▸ **Aim of the task**
Copy each line of the records below that mentions the word "green".

▸ **Records provided**
————————

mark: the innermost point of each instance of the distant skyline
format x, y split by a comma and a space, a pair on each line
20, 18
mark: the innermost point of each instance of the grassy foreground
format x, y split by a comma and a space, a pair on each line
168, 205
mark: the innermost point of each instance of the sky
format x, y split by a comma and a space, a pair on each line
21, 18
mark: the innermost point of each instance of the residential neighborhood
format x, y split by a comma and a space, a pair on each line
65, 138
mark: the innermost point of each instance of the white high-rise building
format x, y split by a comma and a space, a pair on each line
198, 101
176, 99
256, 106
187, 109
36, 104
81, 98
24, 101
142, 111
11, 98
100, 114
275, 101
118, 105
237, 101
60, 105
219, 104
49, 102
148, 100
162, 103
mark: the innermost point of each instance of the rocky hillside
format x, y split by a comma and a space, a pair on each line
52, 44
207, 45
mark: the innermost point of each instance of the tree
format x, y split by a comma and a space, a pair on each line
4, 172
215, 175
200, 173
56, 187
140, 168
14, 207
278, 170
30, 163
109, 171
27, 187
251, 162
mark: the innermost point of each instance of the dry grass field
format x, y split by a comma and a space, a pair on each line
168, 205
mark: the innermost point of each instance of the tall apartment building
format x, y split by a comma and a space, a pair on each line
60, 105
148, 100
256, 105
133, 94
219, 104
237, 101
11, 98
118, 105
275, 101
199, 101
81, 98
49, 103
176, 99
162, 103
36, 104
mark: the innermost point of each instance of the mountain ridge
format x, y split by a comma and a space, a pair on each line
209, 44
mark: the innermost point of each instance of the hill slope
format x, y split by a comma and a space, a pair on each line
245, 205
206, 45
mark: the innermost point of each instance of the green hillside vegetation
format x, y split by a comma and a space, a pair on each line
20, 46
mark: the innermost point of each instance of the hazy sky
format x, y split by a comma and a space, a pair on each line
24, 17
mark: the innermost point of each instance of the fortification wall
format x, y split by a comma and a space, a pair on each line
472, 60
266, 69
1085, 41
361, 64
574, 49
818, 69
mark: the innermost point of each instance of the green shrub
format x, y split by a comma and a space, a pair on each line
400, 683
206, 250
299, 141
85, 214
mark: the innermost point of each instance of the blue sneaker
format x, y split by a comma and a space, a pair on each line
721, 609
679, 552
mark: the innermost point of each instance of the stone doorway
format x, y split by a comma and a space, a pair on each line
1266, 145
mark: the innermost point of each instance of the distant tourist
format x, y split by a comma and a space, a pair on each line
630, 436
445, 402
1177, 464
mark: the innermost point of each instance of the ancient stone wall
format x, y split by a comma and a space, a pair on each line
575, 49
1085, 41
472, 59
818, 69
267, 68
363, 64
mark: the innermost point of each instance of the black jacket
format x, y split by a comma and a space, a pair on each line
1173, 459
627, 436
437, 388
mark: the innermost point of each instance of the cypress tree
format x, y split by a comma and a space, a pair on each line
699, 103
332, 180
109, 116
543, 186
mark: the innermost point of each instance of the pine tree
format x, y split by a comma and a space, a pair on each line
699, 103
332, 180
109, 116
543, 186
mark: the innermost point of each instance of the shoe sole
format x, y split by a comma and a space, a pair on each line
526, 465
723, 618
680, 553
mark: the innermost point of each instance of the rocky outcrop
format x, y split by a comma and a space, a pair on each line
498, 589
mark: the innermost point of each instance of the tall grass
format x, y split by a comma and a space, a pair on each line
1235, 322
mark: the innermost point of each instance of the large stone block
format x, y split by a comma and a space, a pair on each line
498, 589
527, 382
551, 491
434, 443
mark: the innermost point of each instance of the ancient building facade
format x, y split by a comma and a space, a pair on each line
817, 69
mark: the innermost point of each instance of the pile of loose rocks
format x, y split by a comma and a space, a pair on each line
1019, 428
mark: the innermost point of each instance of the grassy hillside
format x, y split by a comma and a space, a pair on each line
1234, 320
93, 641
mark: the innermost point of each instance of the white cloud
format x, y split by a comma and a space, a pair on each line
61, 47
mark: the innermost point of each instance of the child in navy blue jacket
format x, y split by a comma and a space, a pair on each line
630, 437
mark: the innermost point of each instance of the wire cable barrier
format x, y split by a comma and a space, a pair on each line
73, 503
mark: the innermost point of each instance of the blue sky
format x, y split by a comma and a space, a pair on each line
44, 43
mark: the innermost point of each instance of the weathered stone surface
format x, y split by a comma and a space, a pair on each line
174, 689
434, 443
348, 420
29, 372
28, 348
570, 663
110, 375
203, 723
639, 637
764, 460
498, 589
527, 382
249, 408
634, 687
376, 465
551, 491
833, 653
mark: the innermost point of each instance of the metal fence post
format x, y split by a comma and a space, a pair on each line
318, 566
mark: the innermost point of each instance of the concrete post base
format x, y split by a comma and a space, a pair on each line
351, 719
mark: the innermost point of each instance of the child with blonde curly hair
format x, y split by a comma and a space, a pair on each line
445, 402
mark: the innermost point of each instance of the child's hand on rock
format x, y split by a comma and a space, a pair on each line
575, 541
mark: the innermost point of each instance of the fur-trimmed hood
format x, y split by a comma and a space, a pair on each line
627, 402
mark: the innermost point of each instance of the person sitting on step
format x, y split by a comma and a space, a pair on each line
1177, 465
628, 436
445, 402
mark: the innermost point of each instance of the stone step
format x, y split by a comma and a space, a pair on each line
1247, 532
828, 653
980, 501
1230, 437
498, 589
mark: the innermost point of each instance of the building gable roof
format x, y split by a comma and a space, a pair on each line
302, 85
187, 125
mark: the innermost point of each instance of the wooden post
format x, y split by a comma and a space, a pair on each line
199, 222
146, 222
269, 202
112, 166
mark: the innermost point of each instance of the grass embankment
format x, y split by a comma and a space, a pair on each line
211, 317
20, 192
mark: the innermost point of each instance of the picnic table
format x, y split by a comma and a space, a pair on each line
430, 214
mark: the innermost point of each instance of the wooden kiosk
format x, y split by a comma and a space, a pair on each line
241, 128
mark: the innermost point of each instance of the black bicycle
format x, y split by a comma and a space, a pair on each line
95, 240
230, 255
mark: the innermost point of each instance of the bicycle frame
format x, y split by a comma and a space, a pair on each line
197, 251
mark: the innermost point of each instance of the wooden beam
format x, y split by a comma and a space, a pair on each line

————————

▸ **Output of the exercise**
mark: the innermost point of each instance of the green hillside vegetation
mark: the innermost point of each instance of the green shrub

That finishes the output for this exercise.